-- Begin --

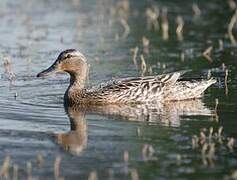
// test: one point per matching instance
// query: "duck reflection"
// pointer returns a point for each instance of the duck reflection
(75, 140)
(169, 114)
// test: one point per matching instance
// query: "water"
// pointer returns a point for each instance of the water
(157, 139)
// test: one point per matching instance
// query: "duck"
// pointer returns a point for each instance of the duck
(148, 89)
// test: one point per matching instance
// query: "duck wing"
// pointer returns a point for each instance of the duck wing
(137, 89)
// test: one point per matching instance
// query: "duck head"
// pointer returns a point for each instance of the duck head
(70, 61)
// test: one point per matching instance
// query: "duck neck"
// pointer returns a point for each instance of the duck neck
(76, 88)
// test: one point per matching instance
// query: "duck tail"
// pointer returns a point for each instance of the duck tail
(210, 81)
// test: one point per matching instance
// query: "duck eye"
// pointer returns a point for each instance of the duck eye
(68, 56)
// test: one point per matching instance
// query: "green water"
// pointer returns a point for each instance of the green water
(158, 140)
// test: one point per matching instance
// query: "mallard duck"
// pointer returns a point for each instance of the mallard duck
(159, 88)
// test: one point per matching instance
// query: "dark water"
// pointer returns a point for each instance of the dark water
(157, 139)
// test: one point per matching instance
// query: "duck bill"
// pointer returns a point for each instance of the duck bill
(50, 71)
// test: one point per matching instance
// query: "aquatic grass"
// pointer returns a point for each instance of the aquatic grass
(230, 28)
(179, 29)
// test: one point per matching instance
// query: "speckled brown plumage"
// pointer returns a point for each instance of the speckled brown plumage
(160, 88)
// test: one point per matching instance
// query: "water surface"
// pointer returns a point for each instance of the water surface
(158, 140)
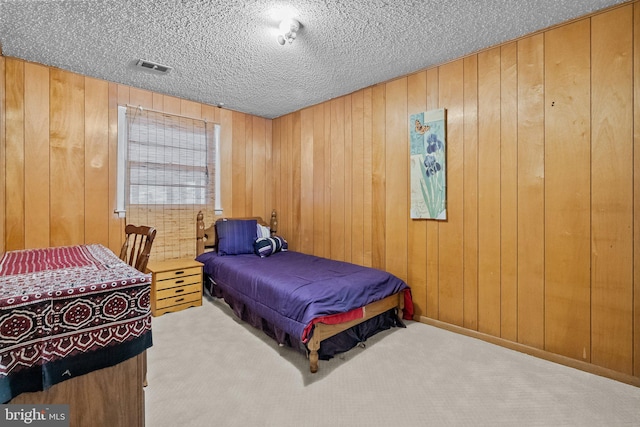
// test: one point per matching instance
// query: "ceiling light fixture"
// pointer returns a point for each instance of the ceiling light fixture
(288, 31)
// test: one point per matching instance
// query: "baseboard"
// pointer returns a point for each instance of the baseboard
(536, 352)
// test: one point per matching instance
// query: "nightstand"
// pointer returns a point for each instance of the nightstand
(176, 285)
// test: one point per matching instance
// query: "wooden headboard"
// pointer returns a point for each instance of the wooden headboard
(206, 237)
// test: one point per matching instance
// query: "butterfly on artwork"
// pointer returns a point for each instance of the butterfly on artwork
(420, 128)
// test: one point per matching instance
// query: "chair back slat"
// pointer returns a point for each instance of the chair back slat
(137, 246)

-- End --

To do >> Identify every line in the records above that contains the word "aquatic", and copy each one.

Task output >>
// query: "aquatic grass"
// pointer returns a point for each instance of the aquatic grass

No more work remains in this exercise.